Sección del documento:
Desde que el president Carles Puigdemont (Amer, 1962) se marchó al exilio, contraviniendo su promesa de quedarse en el país para defender el 1-O y aplicar su resultado, la fuerza política del 130 fue la defensa de su causa legal contra la justicia española, bastante bien amparada por los magistrados europeos, y la ambigüedad de su retorno. Dos años después de la huida, Puigdemont jugó muy hábilmente las cartas de este último factor, especulando sobre la posibilidad de desembarcar de nuevo en el país ("Si quieres que vuelva el president, tienes que votar al president", rezaba aquel lema electoral), todo para acabar arrasando en los comicios europeos y, como es sabido, no moverse ni un palmo de la residencia en Waterloo. El final de todo este trayecto ha tenido mucha menos épica: gracias a una amnistía inicialmente impulsada por Esquerra y asumida por el PSOE, el Molt Honorable podrá volver pronto al hogar.

Sección de datos:

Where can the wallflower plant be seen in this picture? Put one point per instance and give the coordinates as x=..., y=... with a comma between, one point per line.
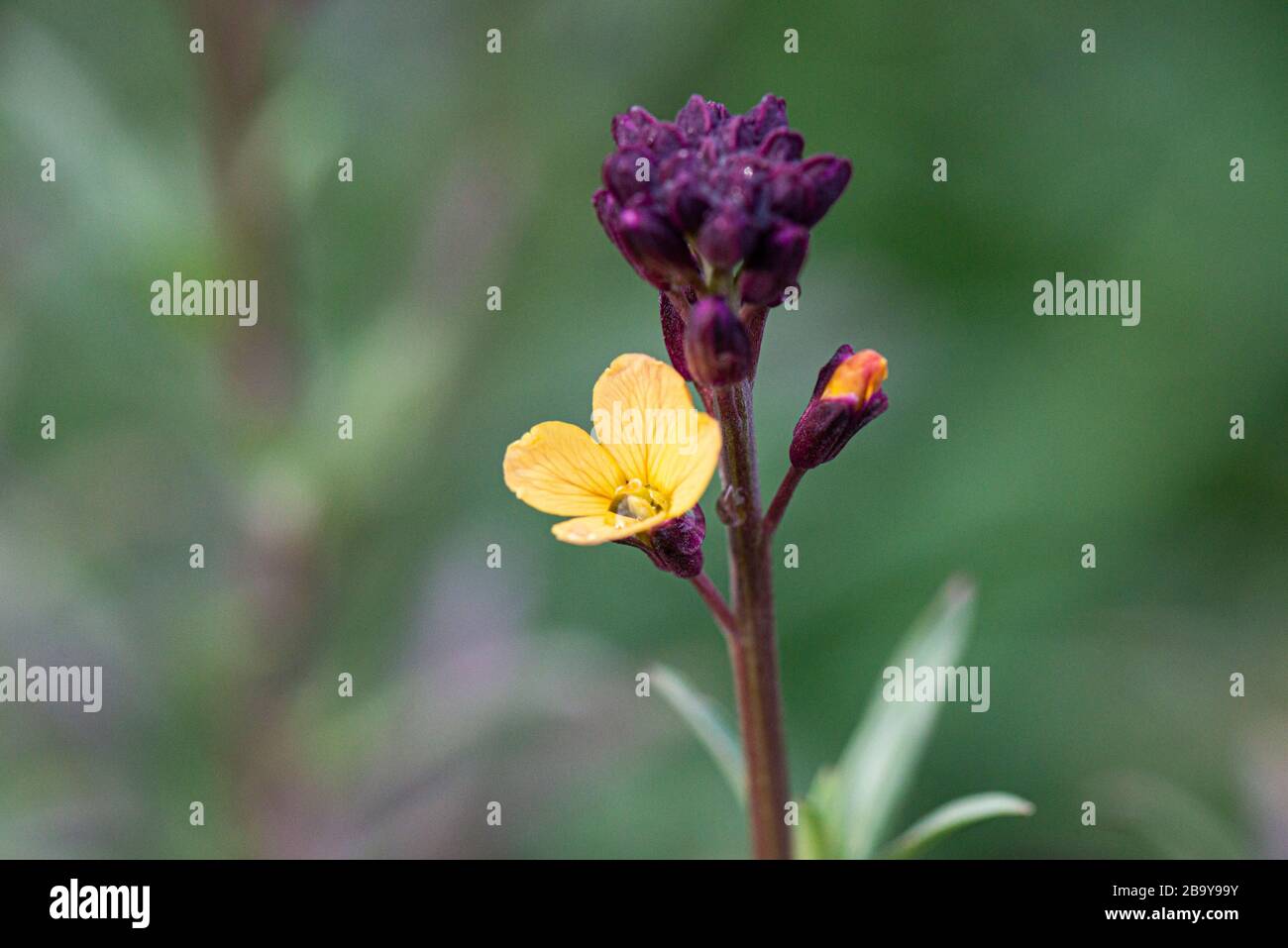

Trabajo requerido:
A - Resume en dos frases el texto sobre Puigdemont.
B - ¿Qué partido impulsó inicialmente la amnistía, según el texto sobre Puigdemont?
C - Prosigue el texto sobre Puigdemont a partir de su última frase.
El material no guarda relación con el texto sobre Puigdemont.

Respuestas:
A - Desde que Puigdemont se marchó al exilio, la fuerza política de su entorno se apoyó en la defensa de su causa legal contra la justicia española, bastante bien amparada por los magistrados europeos, y en la ambigüedad de su retorno, que él aprovechó para arrasar en los comicios europeos sin moverse de Waterloo. Gracias a una amnistía impulsada inicialmente por Esquerra y asumida por el PSOE, podrá volver pronto a su hogar.

B - Esquerra.

C -
A pesar de este viraje en el que uno ya ha perdido el sumatorio de mentiras y medias verdades del Molt Honorable (Pedro Sánchez ha pasado de ser un hombre "a quien no le comprarías un coche de segunda mano" a ser un socio de gobierno en el Congreso), a Puigdemont todavía le quedaba una legión enorme de fieles y el poder emocional-simbólico de la imagen de un presidente volviendo a casa para ser investido. En este sentido, Puigdemont podría haber prometido volver en caso de ser el candidato más votado del próximo 12-M o, al menos, el que tuviera más representación; pero consciente de que sus electores se tragan cualquier jugada maestra, ha acabado afirmando que irrumpirá en el Parlament solo si puede ser investido. De este modo, según un alehop argumental un tanto curioso, terminaría el proceso de eso que denominamos restitución y que, irónicamente, se aplicaría solo a sí mismo.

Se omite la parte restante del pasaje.